• MATERIAL SUPPLIED
+++++
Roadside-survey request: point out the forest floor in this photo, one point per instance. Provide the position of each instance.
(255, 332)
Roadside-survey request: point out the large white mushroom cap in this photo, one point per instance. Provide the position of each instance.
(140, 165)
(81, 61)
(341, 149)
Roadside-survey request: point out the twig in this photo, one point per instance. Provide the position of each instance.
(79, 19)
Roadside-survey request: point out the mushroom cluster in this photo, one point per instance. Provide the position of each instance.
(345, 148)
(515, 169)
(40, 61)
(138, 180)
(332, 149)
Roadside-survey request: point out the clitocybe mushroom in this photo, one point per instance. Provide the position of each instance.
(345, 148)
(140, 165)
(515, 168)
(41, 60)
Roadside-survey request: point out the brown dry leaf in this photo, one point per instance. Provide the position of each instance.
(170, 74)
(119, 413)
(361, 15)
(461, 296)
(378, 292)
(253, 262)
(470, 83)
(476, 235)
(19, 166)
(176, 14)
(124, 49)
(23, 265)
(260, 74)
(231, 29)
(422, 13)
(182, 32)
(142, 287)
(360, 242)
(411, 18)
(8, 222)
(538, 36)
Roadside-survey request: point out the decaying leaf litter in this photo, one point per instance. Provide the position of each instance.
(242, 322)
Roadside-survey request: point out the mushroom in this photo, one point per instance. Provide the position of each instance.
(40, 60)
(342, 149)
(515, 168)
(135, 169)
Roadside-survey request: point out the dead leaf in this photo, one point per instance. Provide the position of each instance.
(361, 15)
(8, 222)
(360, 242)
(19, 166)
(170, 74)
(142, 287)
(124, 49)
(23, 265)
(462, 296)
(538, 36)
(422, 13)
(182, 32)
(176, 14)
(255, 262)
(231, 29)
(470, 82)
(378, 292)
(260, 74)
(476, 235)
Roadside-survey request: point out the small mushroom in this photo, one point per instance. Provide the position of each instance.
+++++
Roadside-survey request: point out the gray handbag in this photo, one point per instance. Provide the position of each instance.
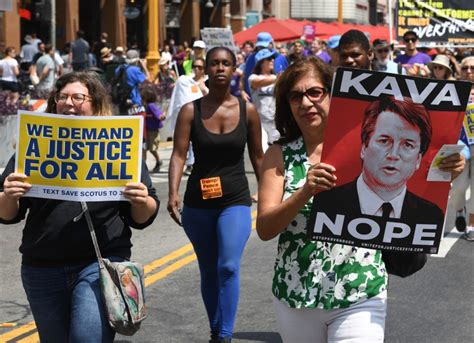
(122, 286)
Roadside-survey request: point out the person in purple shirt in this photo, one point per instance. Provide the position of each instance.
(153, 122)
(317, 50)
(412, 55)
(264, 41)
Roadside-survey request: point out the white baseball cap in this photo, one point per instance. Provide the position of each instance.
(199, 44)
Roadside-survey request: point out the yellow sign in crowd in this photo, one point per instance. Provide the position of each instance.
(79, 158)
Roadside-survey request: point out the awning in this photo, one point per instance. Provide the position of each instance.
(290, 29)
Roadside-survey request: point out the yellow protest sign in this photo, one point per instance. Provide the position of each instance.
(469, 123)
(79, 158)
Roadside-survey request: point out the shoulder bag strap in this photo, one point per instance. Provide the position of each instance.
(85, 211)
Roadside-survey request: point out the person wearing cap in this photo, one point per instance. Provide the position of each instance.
+++++
• THE PROBLEM
Taking the entries above, write out exactly each line from the one holding "Roadside-survey request: point out the shoulder" to the one holding "Roadside-survey request: point out the person wearing", both included, and stop there.

• RESPONSE AREA
Roadside-survey request: point out the shoulder bag strap in this photo, one point per instance. Provide the position of each instance.
(85, 211)
Roadside-survey request: point out the person wearing cap in this photo, one point per instance. Provide the position of each instance.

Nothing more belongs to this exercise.